→ **Task requirements**
Find every line in the records that contains the word "dark" and copy each one. Count only matches with the same uppercase and lowercase letters.

→ **Data extract**
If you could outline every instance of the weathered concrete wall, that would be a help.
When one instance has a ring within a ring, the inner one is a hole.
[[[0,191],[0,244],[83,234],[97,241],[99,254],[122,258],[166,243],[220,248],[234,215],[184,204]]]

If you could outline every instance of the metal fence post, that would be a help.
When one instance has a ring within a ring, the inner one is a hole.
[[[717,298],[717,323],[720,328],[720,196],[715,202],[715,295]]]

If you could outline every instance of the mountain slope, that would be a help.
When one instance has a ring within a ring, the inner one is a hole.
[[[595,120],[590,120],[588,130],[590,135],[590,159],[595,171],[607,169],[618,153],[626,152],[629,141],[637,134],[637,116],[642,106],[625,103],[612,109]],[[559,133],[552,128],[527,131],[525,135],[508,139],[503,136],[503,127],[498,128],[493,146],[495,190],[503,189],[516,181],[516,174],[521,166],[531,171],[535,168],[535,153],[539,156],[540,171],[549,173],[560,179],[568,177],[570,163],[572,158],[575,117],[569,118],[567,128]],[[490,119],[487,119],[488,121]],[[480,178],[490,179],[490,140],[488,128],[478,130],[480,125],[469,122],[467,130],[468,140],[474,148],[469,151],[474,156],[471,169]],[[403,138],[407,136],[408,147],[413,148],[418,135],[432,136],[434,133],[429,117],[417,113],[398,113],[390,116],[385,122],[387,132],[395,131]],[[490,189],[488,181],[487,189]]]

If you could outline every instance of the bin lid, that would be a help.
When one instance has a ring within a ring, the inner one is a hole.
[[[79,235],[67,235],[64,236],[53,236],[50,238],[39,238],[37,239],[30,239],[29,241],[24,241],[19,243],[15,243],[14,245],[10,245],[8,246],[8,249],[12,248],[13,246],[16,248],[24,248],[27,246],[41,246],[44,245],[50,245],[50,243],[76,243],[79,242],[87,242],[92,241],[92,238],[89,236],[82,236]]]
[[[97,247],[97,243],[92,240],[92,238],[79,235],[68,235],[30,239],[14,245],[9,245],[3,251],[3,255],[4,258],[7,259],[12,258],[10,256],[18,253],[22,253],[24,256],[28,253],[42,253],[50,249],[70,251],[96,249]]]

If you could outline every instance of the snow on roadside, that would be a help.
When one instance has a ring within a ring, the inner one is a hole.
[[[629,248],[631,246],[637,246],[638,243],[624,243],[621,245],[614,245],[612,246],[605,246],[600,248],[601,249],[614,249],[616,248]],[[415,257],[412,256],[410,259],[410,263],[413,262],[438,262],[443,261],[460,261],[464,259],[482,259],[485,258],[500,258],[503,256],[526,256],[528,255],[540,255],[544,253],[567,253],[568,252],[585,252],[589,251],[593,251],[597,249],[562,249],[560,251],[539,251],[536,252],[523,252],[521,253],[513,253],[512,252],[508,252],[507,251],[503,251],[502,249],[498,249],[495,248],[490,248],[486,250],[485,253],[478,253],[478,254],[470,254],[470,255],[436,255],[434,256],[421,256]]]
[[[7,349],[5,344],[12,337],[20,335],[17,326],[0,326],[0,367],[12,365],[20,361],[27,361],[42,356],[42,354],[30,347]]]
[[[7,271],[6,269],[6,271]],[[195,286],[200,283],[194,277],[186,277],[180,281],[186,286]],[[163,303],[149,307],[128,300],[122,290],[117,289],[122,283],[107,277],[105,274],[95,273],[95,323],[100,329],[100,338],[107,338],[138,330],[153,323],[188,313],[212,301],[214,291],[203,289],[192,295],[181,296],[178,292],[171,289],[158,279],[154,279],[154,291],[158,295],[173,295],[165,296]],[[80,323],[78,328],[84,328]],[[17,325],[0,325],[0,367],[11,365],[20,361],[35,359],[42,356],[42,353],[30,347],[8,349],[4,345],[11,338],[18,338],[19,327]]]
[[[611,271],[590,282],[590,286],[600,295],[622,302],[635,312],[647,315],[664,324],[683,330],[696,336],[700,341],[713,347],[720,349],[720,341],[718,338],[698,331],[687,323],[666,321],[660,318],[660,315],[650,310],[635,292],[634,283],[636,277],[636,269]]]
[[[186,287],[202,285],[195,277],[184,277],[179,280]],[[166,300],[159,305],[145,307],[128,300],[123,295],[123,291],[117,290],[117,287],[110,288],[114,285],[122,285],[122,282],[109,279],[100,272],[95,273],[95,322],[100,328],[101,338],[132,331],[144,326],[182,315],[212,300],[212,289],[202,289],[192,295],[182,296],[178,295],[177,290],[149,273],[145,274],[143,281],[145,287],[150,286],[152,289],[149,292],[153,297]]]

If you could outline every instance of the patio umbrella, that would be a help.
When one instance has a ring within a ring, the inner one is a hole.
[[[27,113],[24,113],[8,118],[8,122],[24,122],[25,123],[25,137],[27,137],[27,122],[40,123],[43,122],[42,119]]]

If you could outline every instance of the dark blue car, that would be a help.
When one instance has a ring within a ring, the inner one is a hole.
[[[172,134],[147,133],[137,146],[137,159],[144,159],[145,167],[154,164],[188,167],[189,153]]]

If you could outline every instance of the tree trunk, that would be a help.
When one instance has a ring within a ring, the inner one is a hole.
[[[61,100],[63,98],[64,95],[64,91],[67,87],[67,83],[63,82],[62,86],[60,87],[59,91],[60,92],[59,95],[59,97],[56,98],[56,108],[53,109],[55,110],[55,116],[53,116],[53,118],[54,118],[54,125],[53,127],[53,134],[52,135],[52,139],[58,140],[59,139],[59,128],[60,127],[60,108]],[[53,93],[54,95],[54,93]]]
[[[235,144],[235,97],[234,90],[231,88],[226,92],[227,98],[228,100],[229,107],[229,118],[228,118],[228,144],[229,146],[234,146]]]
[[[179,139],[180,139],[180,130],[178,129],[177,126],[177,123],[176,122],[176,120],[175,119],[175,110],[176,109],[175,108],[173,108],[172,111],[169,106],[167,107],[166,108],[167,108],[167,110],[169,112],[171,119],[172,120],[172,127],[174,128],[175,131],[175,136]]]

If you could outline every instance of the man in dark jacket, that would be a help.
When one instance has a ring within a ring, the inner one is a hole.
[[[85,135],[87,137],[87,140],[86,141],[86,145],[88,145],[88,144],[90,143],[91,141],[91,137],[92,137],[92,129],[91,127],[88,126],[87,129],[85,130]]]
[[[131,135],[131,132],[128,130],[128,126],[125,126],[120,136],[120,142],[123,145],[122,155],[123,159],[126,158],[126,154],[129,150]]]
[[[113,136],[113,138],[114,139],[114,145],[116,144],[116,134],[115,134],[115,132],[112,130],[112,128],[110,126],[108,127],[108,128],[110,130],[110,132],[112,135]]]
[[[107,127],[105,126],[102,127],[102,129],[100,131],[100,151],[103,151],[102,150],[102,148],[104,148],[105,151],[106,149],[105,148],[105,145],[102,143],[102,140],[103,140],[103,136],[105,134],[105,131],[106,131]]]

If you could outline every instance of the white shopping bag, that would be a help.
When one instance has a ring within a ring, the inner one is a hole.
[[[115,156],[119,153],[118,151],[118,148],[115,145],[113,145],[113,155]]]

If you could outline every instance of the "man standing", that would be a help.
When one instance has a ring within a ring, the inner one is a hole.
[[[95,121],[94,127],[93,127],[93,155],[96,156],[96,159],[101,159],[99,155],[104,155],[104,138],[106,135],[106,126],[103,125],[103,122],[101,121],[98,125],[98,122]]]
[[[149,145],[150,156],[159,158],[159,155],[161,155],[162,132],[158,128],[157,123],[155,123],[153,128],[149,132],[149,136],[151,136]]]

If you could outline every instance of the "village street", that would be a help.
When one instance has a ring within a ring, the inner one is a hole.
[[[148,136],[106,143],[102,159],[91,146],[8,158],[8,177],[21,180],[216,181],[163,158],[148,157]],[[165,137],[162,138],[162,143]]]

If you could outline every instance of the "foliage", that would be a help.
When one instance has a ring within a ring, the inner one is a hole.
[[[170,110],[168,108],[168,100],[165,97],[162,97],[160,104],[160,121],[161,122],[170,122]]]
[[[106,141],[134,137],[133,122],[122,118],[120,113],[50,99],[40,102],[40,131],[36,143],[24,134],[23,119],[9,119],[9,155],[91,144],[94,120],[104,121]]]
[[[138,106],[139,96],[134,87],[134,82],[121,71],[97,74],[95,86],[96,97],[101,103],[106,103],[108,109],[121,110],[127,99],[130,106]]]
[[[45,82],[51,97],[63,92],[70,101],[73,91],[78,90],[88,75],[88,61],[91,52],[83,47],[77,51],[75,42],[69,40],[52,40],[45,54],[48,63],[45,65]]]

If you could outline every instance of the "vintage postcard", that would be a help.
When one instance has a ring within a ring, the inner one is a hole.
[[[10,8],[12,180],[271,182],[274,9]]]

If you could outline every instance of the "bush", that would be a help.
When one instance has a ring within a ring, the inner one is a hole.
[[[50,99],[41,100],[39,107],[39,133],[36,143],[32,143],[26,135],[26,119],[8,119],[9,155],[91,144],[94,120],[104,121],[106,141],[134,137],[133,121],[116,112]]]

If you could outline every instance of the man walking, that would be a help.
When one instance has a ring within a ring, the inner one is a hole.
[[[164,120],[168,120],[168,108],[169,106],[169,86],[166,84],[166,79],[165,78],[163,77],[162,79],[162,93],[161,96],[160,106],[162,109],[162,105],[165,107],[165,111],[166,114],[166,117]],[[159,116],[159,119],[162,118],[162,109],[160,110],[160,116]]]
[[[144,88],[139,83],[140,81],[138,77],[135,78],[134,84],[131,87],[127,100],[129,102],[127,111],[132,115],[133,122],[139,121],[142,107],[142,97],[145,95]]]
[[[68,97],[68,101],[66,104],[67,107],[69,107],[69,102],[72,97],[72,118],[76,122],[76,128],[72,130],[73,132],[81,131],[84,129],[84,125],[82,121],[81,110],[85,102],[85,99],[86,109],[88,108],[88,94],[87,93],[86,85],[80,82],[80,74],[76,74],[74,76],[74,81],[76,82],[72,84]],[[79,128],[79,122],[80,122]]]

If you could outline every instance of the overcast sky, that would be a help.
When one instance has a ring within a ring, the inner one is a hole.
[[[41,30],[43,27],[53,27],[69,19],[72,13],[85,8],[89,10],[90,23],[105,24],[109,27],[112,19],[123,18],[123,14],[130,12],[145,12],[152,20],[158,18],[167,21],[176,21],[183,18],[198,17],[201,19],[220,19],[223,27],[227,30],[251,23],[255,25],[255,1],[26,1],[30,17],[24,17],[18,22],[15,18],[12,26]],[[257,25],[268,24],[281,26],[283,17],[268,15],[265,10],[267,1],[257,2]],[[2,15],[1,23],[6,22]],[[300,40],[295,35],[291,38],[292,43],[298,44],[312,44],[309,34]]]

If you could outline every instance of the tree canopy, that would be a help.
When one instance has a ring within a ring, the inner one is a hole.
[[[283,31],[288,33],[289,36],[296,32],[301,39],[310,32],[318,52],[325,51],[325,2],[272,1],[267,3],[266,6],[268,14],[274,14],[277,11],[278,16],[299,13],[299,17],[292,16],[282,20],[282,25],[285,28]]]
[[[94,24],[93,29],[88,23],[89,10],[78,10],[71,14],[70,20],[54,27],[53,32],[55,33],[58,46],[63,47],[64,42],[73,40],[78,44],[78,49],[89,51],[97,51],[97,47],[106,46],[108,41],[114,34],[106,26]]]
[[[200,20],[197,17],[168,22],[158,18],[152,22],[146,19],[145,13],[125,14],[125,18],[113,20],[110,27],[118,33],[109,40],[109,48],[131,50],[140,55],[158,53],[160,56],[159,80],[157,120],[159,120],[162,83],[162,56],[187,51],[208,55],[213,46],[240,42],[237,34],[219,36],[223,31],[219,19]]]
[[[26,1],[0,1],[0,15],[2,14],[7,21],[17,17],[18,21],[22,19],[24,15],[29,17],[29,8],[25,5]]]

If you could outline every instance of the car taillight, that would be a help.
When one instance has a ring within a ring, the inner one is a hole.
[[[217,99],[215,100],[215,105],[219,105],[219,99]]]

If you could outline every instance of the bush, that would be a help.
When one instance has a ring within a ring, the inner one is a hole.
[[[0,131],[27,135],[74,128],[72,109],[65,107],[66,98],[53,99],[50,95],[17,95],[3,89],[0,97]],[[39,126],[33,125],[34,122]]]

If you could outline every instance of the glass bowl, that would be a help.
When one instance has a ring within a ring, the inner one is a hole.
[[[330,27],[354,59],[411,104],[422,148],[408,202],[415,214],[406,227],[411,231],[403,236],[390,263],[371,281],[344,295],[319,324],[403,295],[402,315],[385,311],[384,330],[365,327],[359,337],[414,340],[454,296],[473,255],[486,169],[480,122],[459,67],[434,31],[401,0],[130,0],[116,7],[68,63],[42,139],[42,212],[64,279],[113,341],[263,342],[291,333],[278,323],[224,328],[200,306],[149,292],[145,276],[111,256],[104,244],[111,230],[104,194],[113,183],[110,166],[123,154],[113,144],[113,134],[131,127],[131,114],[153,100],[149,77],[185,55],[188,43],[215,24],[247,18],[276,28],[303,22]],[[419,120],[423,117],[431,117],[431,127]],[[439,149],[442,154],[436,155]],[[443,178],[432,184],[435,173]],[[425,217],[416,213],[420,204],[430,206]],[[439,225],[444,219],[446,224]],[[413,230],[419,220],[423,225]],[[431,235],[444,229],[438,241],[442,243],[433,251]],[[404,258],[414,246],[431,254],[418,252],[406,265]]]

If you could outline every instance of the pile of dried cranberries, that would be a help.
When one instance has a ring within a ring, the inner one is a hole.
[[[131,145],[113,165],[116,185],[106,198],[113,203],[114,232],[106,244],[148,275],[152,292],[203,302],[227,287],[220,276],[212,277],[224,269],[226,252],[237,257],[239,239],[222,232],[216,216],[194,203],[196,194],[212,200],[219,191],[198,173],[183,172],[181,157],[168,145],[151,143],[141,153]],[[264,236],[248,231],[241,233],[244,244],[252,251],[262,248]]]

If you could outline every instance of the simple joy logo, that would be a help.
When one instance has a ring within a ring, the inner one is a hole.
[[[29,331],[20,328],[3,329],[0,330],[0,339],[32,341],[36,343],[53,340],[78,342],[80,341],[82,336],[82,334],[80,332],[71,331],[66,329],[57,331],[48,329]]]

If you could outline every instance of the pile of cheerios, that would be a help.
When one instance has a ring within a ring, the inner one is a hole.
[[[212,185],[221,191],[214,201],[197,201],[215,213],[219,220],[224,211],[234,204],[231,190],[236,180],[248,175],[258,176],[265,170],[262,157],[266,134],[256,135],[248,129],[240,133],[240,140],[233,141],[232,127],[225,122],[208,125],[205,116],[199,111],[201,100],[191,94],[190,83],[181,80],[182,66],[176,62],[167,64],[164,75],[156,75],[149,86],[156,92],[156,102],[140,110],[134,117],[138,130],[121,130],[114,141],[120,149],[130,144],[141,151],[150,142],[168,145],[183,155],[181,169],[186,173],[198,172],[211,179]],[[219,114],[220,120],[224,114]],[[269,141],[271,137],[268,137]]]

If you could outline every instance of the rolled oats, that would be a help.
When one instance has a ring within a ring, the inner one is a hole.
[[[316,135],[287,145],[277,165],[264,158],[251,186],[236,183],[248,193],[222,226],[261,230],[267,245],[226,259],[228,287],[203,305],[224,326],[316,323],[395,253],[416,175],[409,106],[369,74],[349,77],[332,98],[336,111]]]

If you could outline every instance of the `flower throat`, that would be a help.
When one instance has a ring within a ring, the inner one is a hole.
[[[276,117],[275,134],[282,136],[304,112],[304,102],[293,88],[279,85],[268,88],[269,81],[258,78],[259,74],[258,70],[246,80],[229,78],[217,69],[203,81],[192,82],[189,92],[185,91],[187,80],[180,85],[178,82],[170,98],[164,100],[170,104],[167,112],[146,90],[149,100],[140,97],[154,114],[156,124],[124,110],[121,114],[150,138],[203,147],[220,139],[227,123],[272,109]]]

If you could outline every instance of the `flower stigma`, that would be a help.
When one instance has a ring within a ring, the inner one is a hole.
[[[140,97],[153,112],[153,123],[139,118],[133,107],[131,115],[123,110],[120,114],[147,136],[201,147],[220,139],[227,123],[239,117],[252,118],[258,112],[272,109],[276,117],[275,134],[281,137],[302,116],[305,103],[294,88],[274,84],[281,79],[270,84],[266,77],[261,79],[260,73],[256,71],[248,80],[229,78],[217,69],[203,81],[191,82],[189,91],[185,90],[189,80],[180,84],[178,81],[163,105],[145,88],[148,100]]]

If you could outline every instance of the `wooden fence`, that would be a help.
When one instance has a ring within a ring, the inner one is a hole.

→ **Output of the exercise**
If you could outline every instance of the dark blue car, that would be a help.
If you could outline every instance of the man in dark jacket, that would be a help.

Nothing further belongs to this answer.